━━━ Provided material
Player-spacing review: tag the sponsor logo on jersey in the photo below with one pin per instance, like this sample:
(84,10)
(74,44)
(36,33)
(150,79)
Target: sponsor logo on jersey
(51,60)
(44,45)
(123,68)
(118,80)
━━━━━━
Prompt: Take the material above and print all of it exactly.

Solution:
Player-spacing review: tag the sponsor logo on jersey in the photo below with one pin per instance, like this sample:
(84,10)
(74,44)
(36,33)
(150,79)
Target: sponsor logo on jersey
(51,60)
(44,45)
(123,68)
(118,80)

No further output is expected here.